Self-Hosting Firecrawl with LLM-Powered Web Scraping
Last month I replaced my SearXNG instance with Firecrawl — a self-hosted web scraping platform that can do far more than just search. Here's how I set it up with OpenRouter as the LLM backend, what works, what doesn't, and why I made the switch.
Why Firecrawl?
I was running SearXNG at 192.168.100.32:8181 for web search. It worked, but it was just search — no content extraction, no structured data, no JavaScript rendering. Firecrawl adds:
- JS rendering — crawls SPAs and dynamic sites
- LLM-powered extraction — structured JSON from any page
- Crawl, map, and batch operations — beyond single-page scraping
- Same self-hosted model — no API costs for scraping itself
Architecture
Hermes Agent → Firecrawl API (192.168.100.32:33002) → OpenRouter (LLM backend)Firecrawl handles the scraping. When I need AI extraction (summaries, structured data), it calls OpenRouter. The scraping is local and free; only the LLM calls cost money.
Setting Up the LLM Backend
Firecrawl v2.9.0 uses Vercel's AI SDK (@ai-sdk/openai), which hardcodes the Responses API (/responses). This is critical — providers that only support /chat/completions will fail.
Docker Compose Configuration
services:
api:
environment:
- OPENAI_BASE_URL=https://openrouter.ai/api/v1
- OPENAI_API_KEY=sk-or-v1-...
What Works and What Doesn't
OpenRouter — ✅ Working (supports /responses)
OpenAI direct — ✅ Working (native support)
GLM/Z.ai — ❌ Broken (only /chat/completions)
The GLM failure was frustrating — I tried both api.z.ai and open.bigmodel.cn endpoints, but Firecrawl constructs /responses URLs that these providers don't recognize.
Verified Capabilities
Core Scraping (No LLM Required)
POST /v1/scrape— Single page to markdownPOST /v1/crawl— Recursive site crawlingPOST /v1/map— URL discoveryPOST /v1/search— Web searchPOST /v1/batch/scrape— Async multi-URL
LLM-Powered Extraction
Firecrawl can extract structured data using a JSON schema. I tested this on several sites and got back structured product data with TAM estimates — all without writing a custom parser.

◆ **Activities**
• 1. Based on the Firecrawl self-hosting post, decide whether each statement agrees with it. Answer yes or no for each, quoting the deciding words of the post.
(a) Before the switch, the author ran SearXNG at 192.168.100.32:8181.
(b) GLM/Z.ai works as the LLM backend for Firecrawl.
(c) The scraping itself costs money in this setup.
• 2. Reproduce verbatim the part of the Firecrawl self-hosting post that opens with the words containing "What Works and" and closes with "Broken (only /chat/completions)".
• 3. Write the next part of the Firecrawl self-hosting post, picking up after its last sentence.
Nothing in the listing is needed for this work.

◆ **Extracted entries**
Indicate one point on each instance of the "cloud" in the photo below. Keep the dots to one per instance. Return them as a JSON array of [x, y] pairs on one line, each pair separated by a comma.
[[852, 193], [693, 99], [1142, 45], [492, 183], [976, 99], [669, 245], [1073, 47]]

==

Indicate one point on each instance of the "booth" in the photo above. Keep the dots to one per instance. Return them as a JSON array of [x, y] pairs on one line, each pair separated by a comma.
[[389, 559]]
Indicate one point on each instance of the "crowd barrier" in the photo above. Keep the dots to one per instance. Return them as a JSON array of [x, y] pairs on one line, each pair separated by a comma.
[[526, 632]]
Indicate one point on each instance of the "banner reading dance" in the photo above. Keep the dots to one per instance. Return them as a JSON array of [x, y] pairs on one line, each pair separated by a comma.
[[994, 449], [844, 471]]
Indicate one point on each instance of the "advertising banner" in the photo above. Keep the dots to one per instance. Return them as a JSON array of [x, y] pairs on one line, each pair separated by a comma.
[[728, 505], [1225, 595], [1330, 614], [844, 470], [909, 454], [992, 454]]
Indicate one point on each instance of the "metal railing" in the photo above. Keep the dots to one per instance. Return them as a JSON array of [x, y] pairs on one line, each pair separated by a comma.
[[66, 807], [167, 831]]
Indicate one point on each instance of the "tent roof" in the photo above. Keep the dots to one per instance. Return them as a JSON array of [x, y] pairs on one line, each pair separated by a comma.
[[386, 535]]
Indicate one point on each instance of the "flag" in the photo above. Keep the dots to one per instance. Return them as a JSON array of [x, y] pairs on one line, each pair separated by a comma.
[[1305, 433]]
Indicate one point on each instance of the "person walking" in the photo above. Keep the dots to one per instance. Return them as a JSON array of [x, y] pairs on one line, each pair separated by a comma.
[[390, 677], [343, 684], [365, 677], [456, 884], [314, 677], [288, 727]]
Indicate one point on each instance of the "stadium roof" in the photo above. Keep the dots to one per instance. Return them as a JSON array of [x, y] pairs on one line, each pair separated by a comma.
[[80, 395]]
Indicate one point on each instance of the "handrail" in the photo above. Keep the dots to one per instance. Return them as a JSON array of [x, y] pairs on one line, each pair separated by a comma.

◆ **Outputs by task**
• 1.
(a) Yes: "I was running SearXNG at 192.168.100.32:8181 for web search."
(b) No: "GLM/Z.ai — ❌ Broken (only /chat/completions)"
(c) No: "The scraping is local and free; only the LLM calls cost money."

• 2.
What Works and What Doesn't
OpenRouter — ✅ Working (supports /responses)
OpenAI direct — ✅ Working (native support)
GLM/Z.ai — ❌ Broken (only /chat/completions)

• 3.
What Doesn't Work
questionformat — "Query generation failed after all models"highlightsformat — Same error/v1/extract(batch) — Deprecated, never completes/v1/agent— 500 error
I stick to json format with explicit schemas.
SPA Handling
One pleasant surprise: Firecrawl handles JavaScript-rendered sites well. For a Next.js site I tested, the map returned empty because there's no <a href> in the initial HTML. But crawl executed JavaScript and found routes like /signup, /login, /forgot-password.
Troubleshooting
"Failed to parse URL from /responses" — Cause: OPENAI_BASE_URL is missing. Fix: Set valid base URL. Even empty value causes Firecrawl to call https:///responses.
"token expired or incorrect" (401) — Cause: API key rejected. Fix: Verify OPENAI_API_KEY is set in Docker Compose environment section, not just .env file.
Key Takeaways
- OpenRouter is the practical choice for Firecrawl's LLM backend — it supports the Responses API.
- Use json format with schemas for structured extraction.
- Crawl beats map for SPAs — JS execution finds routes that static analysis misses.
- Self-hosted means no scraping costs — you only pay for LLM extraction when you use it.
Firecrawl isn't perfect — some endpoints are broken, the AI SDK dependency is restrictive — but for self-hosted web scraping with optional AI extraction, it's the best tool I've found.